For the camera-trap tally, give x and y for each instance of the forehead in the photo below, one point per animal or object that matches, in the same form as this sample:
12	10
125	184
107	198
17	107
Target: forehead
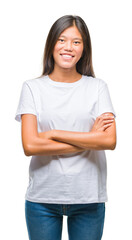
71	32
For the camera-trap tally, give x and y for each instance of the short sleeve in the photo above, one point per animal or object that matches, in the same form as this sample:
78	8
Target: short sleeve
26	102
104	100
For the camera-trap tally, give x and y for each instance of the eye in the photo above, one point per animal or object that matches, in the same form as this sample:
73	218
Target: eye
61	40
76	42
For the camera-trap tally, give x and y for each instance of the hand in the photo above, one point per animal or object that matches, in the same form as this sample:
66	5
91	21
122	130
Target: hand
47	135
103	122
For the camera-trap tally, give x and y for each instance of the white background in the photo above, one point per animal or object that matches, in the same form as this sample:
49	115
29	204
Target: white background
24	28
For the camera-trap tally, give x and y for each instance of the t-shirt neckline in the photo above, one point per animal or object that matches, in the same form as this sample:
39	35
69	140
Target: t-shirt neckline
64	84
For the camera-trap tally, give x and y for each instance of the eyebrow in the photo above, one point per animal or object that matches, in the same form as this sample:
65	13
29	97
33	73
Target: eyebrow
77	38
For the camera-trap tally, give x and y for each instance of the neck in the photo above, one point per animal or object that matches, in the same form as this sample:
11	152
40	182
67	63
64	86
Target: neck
65	75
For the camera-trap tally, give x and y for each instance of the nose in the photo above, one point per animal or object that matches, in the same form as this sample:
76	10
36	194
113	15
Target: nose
68	46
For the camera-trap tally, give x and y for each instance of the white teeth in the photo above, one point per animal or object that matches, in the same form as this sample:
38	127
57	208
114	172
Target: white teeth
67	56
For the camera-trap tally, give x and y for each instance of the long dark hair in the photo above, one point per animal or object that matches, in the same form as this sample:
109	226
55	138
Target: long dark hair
84	65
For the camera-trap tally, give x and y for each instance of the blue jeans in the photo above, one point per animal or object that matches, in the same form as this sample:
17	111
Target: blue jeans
45	220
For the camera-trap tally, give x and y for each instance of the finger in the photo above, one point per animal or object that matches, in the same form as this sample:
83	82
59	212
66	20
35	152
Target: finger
107	126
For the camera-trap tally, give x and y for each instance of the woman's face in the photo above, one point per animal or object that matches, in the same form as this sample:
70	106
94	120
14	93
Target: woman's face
68	48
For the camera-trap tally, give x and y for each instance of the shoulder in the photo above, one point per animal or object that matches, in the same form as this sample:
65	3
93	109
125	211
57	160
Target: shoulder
36	82
95	82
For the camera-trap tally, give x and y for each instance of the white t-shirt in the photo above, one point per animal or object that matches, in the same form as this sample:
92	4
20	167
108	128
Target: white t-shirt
69	178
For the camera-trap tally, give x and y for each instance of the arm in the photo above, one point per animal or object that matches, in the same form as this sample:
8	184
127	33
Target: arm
35	143
99	138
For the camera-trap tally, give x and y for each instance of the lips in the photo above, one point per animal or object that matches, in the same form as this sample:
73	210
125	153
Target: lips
67	55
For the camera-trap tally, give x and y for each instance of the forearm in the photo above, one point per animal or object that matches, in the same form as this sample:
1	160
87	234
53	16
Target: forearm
96	140
42	146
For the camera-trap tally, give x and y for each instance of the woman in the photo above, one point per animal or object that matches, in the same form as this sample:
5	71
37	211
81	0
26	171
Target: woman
67	122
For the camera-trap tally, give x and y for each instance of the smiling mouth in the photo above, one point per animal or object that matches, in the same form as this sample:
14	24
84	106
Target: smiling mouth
67	56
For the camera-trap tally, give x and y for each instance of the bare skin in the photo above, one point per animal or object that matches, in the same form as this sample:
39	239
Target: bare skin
67	52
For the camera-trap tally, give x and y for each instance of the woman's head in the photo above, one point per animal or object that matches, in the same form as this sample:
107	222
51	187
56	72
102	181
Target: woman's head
84	63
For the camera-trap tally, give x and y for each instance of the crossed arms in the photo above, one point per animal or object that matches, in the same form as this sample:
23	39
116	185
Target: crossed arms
54	142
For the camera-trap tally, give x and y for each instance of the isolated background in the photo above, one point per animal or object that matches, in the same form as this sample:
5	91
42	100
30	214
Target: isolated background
24	28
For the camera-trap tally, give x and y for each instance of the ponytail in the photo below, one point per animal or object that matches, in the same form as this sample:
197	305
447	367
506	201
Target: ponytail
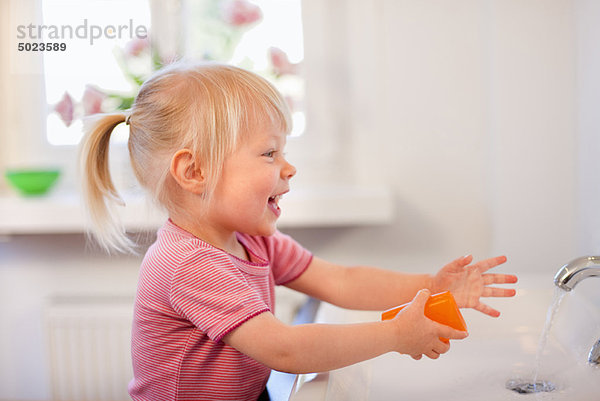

- - -

> WORK TO BE COMPLETED
Show every line of the data above that contains the word "finger".

> SOLUTION
For the camera-trap tally, give x and y for each instance of the finger in the photo above, one point per animal or object that matches, in the same form as this sample:
Target: finger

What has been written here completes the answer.